§ **ASSIGNMENT**
Send back every record exactly.

§ **AVAILABLE DATA**
########

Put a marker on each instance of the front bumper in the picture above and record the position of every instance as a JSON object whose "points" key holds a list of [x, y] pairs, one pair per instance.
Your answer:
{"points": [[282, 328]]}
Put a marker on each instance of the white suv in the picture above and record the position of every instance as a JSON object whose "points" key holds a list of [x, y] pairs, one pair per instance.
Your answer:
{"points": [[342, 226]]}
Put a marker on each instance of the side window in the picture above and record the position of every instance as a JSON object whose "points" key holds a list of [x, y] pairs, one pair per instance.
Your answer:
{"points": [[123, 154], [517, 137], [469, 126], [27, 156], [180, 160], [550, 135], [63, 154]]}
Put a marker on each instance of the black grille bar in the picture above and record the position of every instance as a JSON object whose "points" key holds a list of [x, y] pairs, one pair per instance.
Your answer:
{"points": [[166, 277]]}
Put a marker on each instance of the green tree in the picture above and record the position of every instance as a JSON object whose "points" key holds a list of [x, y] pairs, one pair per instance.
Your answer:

########

§ **YOUR SOLUTION**
Put a marker on each instance of the front bumper in the picture above and record the position of every instance as a JSON object whose "points" key holds a list of [x, y] pairs, one pair per instance.
Your answer:
{"points": [[282, 328]]}
Put a marker on each instance of the white suv in the picture above and record the position of every instance as a JSON object whose "points" key holds a list of [x, y] pairs, one pair per instance.
Your answer:
{"points": [[342, 226]]}
Put a marker on each instance of the side window in the picture above and record the position of every instance as a JSON object whose "points" key holds a list of [x, y] pairs, one pair per instance.
Your answer:
{"points": [[123, 154], [517, 137], [469, 126], [27, 156], [180, 160], [550, 135], [63, 154]]}
Put a marker on each instance of the black grille bar in the picture above and record the position of every instance as a JSON object whose "points" key holds a list of [x, y] pairs, one pair per instance.
Your answer:
{"points": [[166, 277]]}
Put a marker on each instance of the green tree in the picture above and record the position of every instance as a JSON object whose "points" key holds a list of [x, y] pairs, one pair per instance.
Your answer:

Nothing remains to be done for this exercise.